#### Given problem
Everything from the line containing "mark: the innermost point of each instance of the pine" to the final line of the records below should be given again exactly, and nothing else.

________________________________________

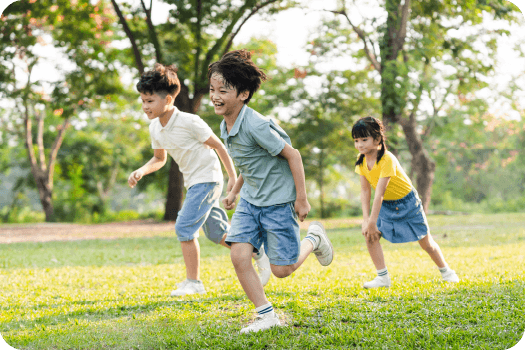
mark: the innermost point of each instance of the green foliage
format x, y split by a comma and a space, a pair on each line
102, 294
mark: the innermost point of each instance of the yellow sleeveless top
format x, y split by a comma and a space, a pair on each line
399, 185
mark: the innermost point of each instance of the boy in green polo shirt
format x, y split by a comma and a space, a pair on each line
271, 185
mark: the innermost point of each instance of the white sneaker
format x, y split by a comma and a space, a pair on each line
188, 287
263, 267
324, 252
450, 276
262, 323
379, 281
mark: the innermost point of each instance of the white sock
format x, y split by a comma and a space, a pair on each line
259, 254
266, 309
382, 272
312, 239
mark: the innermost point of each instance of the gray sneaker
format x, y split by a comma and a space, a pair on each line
262, 323
324, 252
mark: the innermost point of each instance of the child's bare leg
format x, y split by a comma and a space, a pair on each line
191, 254
285, 271
376, 253
241, 255
432, 248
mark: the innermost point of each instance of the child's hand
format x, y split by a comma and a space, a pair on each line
135, 177
231, 183
302, 208
372, 233
229, 201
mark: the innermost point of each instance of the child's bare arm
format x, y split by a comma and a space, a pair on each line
159, 159
215, 143
302, 207
366, 194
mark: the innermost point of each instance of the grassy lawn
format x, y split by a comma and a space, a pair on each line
114, 294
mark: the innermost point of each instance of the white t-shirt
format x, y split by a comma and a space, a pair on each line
183, 139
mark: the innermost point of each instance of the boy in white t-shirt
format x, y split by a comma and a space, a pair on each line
190, 142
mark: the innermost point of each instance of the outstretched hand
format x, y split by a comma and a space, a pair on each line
229, 201
371, 232
302, 208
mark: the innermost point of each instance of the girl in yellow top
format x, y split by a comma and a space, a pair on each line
397, 213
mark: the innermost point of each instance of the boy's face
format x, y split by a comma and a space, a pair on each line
225, 99
154, 105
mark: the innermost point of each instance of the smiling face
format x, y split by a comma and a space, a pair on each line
367, 145
226, 101
154, 105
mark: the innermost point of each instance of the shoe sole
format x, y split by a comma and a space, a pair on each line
327, 239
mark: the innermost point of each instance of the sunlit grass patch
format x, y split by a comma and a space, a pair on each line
113, 295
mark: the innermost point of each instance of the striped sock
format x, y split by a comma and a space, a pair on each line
265, 309
382, 272
314, 240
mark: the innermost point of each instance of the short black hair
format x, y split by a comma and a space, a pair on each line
162, 80
239, 71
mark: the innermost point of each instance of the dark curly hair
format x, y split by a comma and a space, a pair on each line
162, 80
370, 127
238, 70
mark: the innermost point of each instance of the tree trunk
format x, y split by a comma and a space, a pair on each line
46, 196
321, 184
423, 166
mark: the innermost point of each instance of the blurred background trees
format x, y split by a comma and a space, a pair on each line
69, 139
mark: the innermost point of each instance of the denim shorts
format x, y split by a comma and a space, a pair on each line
403, 220
274, 226
201, 209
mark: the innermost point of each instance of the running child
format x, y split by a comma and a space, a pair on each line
190, 141
271, 185
397, 213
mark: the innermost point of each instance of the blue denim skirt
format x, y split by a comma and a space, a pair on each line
403, 220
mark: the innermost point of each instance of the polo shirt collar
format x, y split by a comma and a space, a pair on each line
236, 125
172, 118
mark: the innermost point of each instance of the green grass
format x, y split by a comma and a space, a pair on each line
114, 294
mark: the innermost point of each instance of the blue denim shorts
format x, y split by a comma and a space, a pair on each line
403, 220
201, 209
274, 226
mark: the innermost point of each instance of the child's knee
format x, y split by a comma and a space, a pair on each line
239, 257
427, 243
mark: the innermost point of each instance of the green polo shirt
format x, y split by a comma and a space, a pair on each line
254, 144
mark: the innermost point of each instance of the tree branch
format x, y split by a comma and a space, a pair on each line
252, 12
228, 31
401, 35
198, 37
28, 125
371, 55
131, 37
54, 150
40, 140
152, 33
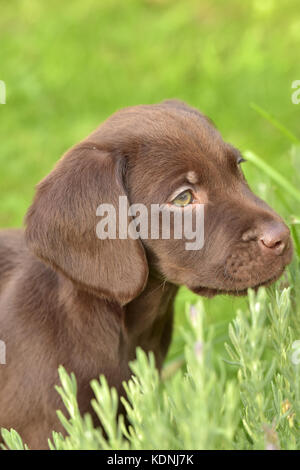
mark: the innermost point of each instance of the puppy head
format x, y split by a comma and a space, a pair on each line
172, 156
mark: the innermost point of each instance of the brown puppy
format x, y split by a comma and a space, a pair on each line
68, 297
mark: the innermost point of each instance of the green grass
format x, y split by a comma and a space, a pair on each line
68, 65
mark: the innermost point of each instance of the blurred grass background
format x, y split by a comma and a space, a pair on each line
68, 65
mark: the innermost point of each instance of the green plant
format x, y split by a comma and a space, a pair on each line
197, 407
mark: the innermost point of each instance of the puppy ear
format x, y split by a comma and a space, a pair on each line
61, 225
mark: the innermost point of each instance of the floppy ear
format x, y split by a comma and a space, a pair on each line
61, 225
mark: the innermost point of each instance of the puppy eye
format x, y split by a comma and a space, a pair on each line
183, 199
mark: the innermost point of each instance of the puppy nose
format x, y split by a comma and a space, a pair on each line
275, 237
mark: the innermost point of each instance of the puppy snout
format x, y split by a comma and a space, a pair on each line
275, 237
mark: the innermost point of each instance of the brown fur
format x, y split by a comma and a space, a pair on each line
68, 298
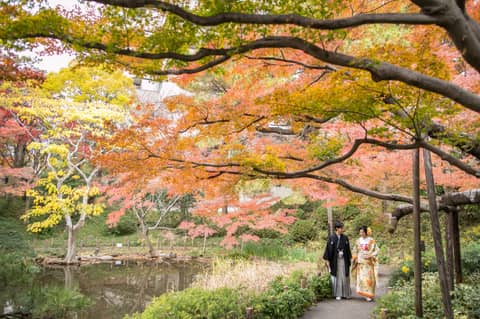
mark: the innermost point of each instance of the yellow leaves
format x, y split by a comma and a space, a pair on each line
51, 204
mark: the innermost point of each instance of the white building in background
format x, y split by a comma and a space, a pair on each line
153, 93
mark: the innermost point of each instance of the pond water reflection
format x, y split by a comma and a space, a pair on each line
119, 289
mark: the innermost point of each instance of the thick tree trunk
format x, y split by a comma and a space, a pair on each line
71, 245
416, 234
437, 236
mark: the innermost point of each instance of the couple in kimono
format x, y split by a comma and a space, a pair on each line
362, 258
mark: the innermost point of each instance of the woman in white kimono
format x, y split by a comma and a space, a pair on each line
364, 268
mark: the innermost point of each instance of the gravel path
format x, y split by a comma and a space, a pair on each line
356, 307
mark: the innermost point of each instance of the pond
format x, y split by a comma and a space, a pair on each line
117, 288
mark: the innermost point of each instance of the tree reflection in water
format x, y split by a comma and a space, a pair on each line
120, 289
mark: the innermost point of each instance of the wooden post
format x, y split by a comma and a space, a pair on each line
330, 220
417, 258
449, 249
456, 248
437, 235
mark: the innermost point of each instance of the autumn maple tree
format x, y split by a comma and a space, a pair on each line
313, 91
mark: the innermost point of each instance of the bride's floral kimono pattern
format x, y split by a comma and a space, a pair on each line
365, 266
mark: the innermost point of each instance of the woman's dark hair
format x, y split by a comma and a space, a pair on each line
338, 225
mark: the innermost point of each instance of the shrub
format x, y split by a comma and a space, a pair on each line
400, 300
303, 231
467, 299
405, 270
284, 299
125, 226
196, 303
471, 257
267, 233
321, 286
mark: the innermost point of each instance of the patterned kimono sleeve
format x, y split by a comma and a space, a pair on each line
373, 251
355, 251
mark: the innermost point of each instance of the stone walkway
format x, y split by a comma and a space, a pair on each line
356, 308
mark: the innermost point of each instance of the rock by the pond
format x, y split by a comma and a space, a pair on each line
106, 257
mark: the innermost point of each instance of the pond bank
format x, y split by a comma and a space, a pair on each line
168, 258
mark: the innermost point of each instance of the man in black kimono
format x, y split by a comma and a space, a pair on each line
338, 257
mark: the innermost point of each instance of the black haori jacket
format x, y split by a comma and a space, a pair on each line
331, 253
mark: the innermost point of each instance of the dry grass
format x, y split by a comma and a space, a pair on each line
245, 274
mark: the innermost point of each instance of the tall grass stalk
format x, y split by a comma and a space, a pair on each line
247, 274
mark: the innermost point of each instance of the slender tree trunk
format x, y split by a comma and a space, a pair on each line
144, 230
68, 277
449, 249
416, 234
456, 248
437, 235
71, 245
330, 220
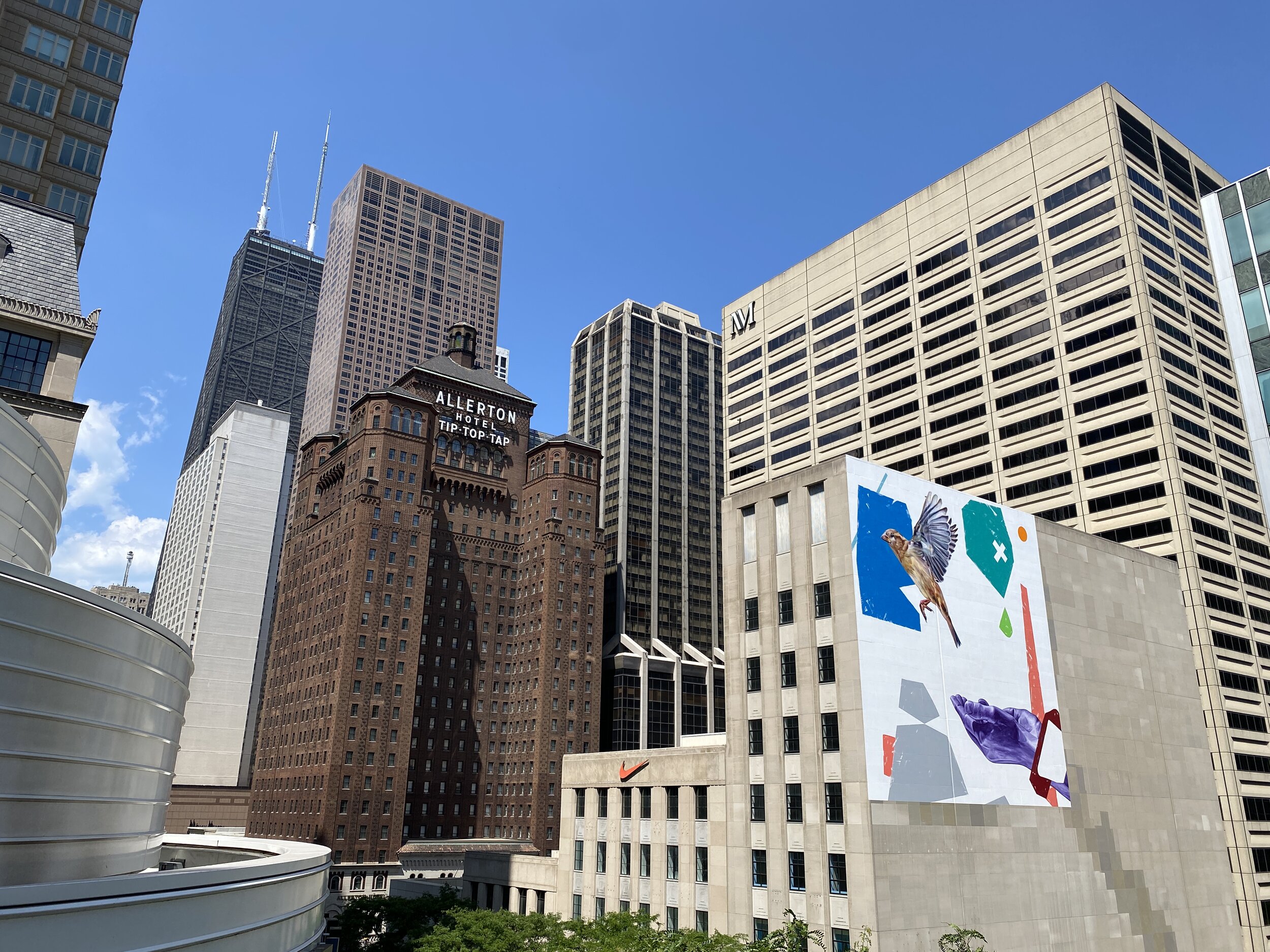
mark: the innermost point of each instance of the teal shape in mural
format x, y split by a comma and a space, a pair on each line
987, 544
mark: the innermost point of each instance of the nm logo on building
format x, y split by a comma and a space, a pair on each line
742, 319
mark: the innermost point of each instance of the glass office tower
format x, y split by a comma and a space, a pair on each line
647, 387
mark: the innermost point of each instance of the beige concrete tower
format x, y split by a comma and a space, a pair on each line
403, 265
1042, 328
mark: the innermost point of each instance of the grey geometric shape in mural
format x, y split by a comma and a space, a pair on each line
915, 700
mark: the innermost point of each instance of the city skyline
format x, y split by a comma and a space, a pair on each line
128, 501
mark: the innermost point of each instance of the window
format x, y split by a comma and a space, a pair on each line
837, 874
830, 732
21, 148
798, 872
789, 671
834, 803
758, 867
103, 62
753, 674
785, 607
113, 18
823, 603
756, 737
824, 664
758, 801
47, 46
23, 361
80, 155
794, 803
93, 108
34, 95
791, 743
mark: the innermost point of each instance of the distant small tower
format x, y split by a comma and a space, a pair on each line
463, 344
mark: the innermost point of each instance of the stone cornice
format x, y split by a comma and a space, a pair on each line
49, 315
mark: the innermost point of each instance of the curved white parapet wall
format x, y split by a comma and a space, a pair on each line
92, 704
234, 895
32, 494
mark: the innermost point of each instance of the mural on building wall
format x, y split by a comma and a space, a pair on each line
956, 666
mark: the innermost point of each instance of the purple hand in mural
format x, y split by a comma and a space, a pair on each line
1005, 735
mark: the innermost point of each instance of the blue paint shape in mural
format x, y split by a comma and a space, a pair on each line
880, 574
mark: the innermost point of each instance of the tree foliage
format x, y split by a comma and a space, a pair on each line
446, 923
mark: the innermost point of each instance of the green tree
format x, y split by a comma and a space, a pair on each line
958, 940
392, 923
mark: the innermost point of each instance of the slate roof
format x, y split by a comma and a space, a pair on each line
41, 267
487, 380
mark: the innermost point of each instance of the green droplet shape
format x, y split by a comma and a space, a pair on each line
987, 544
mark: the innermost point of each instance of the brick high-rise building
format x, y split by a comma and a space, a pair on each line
403, 265
62, 62
436, 646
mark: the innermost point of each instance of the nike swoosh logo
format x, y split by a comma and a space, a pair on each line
625, 773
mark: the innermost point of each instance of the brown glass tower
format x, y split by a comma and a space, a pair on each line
436, 643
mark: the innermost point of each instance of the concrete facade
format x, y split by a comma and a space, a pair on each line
1043, 328
61, 67
403, 266
646, 385
214, 584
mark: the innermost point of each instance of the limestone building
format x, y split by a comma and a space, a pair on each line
436, 648
1045, 781
1042, 328
647, 385
62, 62
403, 265
214, 587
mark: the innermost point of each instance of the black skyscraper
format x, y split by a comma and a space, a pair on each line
263, 337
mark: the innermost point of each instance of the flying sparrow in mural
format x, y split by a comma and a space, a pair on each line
926, 556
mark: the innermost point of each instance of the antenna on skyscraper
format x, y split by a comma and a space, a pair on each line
322, 168
262, 219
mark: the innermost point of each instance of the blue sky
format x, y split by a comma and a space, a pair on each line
663, 151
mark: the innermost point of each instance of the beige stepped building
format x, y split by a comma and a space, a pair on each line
1042, 328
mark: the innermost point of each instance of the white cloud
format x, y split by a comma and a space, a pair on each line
88, 556
98, 445
89, 559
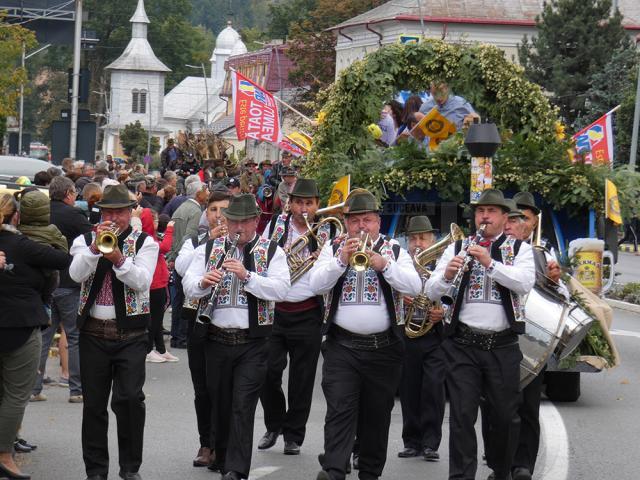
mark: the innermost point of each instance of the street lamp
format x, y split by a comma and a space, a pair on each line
206, 91
25, 57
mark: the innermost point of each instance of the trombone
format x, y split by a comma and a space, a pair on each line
107, 240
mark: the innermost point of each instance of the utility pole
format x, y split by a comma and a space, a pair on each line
77, 42
636, 119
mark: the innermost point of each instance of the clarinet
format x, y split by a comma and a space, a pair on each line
206, 315
451, 294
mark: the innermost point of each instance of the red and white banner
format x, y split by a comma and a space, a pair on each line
255, 110
595, 142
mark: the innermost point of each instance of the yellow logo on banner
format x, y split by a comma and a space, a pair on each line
612, 205
436, 126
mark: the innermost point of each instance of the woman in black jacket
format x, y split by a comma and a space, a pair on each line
22, 315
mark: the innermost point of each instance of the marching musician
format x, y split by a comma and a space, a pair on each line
422, 395
481, 344
113, 318
237, 350
196, 340
296, 330
364, 349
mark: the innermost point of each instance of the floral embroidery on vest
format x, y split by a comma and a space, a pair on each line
136, 302
232, 294
364, 288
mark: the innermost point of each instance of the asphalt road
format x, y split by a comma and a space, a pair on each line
592, 439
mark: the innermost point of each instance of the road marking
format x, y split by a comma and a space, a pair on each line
556, 443
625, 333
262, 472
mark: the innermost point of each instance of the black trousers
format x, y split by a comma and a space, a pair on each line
157, 305
422, 394
297, 335
196, 350
235, 377
494, 374
358, 382
116, 368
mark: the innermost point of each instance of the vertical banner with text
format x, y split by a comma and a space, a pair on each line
255, 110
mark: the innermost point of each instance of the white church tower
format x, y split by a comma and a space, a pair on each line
137, 85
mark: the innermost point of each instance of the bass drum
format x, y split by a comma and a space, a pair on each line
545, 315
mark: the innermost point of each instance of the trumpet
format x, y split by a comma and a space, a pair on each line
451, 294
360, 260
107, 240
419, 327
298, 265
206, 314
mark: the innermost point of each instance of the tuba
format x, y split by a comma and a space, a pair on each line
107, 240
298, 265
419, 327
360, 260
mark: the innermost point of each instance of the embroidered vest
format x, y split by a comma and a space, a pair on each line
477, 287
257, 256
365, 288
132, 306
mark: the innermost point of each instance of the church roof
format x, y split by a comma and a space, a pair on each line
517, 12
187, 100
138, 55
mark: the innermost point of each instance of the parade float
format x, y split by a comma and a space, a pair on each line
535, 155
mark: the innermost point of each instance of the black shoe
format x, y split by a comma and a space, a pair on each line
521, 473
130, 475
409, 452
5, 472
430, 455
291, 448
231, 475
268, 440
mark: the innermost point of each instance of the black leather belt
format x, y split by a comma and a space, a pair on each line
482, 339
228, 336
108, 330
362, 342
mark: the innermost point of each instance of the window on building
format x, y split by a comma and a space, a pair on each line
135, 94
142, 105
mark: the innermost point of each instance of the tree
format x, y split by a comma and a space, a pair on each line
575, 41
134, 138
12, 39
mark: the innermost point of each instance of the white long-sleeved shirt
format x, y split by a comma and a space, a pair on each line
301, 290
519, 278
369, 318
274, 286
136, 272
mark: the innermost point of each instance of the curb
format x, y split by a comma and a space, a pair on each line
629, 307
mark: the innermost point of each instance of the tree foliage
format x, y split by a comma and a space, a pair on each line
12, 75
532, 156
575, 41
134, 138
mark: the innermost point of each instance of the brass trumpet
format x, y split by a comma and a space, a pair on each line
360, 260
298, 265
107, 240
420, 326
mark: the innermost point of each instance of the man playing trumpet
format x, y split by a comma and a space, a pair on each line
296, 329
422, 395
364, 349
236, 351
113, 318
481, 344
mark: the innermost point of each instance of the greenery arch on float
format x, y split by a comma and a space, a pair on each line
533, 155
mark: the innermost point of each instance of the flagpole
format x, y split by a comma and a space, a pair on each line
285, 104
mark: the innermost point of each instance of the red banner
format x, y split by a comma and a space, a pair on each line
256, 111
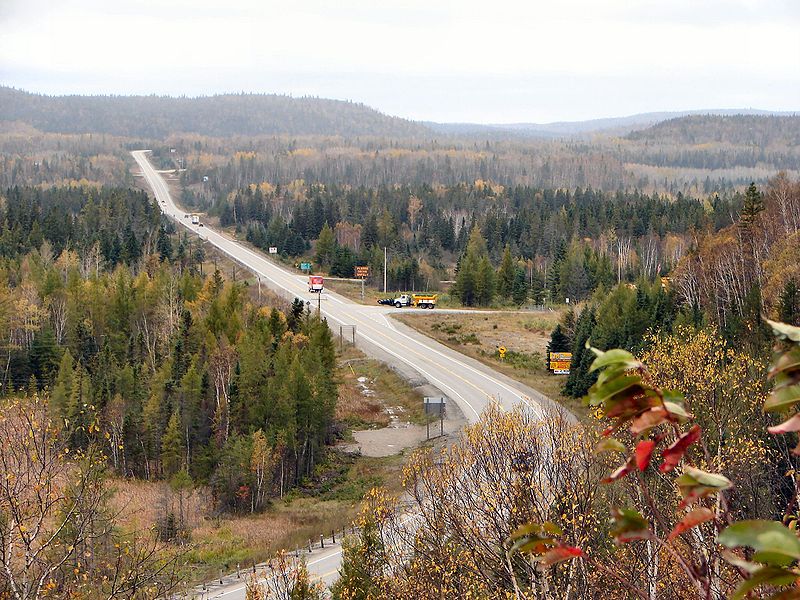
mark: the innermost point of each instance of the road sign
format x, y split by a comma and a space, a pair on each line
560, 362
434, 404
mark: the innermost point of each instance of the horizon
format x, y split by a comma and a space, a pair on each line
677, 112
448, 63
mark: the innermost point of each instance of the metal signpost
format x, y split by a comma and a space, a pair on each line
434, 404
362, 272
560, 362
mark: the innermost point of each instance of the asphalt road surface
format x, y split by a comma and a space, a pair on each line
468, 383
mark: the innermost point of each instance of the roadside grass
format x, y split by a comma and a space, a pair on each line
220, 543
363, 404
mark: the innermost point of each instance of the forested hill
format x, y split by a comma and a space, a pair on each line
224, 115
756, 130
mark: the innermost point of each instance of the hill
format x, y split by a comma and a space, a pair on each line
219, 116
607, 125
741, 130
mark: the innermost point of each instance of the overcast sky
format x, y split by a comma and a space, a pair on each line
490, 61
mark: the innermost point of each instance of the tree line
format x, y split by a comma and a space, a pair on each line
174, 373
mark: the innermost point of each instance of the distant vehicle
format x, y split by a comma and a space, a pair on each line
315, 284
418, 300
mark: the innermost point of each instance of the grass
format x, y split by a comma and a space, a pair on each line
386, 388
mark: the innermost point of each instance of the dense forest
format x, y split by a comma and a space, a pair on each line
238, 140
178, 372
726, 280
679, 482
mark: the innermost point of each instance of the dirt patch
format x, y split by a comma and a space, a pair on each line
525, 336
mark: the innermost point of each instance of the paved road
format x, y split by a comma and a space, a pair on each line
467, 382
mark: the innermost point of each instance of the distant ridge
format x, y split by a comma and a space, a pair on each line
223, 115
272, 114
608, 125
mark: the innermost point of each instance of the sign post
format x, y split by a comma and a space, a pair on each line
560, 362
434, 403
362, 272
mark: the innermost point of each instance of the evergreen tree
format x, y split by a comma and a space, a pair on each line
505, 275
472, 286
326, 246
485, 283
559, 342
519, 290
753, 206
789, 306
172, 446
580, 380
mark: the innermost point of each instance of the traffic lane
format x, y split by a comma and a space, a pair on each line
472, 389
322, 566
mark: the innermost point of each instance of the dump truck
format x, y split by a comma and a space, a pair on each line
418, 300
315, 284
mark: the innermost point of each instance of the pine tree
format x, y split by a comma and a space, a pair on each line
753, 206
789, 307
559, 342
472, 286
580, 380
172, 446
485, 283
62, 390
326, 246
519, 290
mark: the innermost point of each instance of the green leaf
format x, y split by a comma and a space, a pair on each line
533, 538
695, 484
784, 331
772, 576
788, 361
782, 398
773, 543
616, 357
610, 445
676, 411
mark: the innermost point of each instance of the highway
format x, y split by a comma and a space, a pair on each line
467, 382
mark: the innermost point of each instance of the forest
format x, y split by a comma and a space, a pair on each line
126, 358
678, 481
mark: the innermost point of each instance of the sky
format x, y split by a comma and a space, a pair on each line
489, 61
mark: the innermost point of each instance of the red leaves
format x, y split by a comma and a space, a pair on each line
643, 453
560, 554
674, 453
790, 425
692, 519
649, 419
629, 465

________________________________________

#### Task solution
mark: the innermost point of each instance of the pine tree
format x, y split by a comma and a space, a pair on each line
753, 206
789, 307
559, 342
472, 286
580, 380
172, 446
485, 283
62, 390
326, 246
519, 290
mark: the innermost point of each instance of the green leaf
format x, y split by a comma and a space, a pair on each line
533, 538
695, 484
784, 331
772, 576
788, 361
782, 398
773, 543
616, 357
610, 445
676, 411
mark: the innermost point of each instance of the highway
format x, y split by a comma and a space, a pair on each line
467, 382
mark: the innermost point of each instance of the forest
format x, y split by a comma and a space, a pair on each line
126, 358
678, 481
mark: the innermost point of each instance of the sky
format x, y split by a comma and a space, a pair on each line
489, 61
mark: the innermost point of each instance of the red leaves
format x, y split by a comma and a space, a pair on each line
643, 453
560, 554
674, 453
790, 425
692, 519
649, 419
629, 465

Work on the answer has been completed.